▶ [INSTRUCTIONS FOR THE TASK] Show every line in the material below that contains the word "rock", copying each such line in full.

▶ [DATASET RECORDS]
......
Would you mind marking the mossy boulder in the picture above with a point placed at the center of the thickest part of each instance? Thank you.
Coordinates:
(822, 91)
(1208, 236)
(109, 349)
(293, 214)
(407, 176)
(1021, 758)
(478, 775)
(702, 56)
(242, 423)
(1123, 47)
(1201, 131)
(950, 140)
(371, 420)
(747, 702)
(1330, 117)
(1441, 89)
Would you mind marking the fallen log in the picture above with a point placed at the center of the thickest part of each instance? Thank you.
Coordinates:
......
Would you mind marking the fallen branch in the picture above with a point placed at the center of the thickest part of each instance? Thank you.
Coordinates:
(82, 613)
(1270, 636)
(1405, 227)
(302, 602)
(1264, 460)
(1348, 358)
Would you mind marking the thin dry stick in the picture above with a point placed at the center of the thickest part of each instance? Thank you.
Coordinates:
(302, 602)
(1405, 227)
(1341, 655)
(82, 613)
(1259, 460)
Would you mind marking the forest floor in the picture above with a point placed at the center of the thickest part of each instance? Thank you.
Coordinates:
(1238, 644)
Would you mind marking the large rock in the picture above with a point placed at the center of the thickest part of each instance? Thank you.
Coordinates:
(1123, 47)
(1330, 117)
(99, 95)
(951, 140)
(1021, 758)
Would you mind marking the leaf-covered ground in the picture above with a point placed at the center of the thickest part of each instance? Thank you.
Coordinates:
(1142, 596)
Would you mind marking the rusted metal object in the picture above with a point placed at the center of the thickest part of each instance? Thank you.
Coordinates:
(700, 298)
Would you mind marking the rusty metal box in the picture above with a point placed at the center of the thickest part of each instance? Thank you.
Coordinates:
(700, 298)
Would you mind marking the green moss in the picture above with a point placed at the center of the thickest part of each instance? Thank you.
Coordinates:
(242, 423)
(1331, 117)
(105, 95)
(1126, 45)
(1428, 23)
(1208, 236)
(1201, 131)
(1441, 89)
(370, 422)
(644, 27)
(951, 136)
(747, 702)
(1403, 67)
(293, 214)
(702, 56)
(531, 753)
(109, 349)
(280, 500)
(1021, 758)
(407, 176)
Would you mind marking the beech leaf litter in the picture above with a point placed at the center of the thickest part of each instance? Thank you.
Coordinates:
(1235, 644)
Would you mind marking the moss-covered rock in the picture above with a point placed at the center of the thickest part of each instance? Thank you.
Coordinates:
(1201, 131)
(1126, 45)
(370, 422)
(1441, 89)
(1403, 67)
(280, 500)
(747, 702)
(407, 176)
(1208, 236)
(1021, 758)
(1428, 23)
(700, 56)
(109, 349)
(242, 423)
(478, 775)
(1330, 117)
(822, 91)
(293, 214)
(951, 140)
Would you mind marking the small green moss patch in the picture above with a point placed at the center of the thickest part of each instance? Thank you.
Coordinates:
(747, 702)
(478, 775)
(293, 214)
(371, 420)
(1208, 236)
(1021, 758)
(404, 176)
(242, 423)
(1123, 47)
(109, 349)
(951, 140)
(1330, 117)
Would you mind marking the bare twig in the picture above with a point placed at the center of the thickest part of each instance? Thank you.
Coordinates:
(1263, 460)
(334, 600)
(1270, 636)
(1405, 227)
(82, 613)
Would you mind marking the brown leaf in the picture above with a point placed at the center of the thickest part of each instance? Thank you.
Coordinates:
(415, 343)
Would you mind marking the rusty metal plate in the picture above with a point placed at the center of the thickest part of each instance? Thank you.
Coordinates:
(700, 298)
......
▶ [RESPONSE TO THIS EXERCISE]
Would you mind marking the large rock in the picture above with a point placed at the center of the thickest part of each instance? Thank you.
Would you mind marking the moss-covered rock in the picture above with a point placed at the center of the thickest part of each instance? Thank you.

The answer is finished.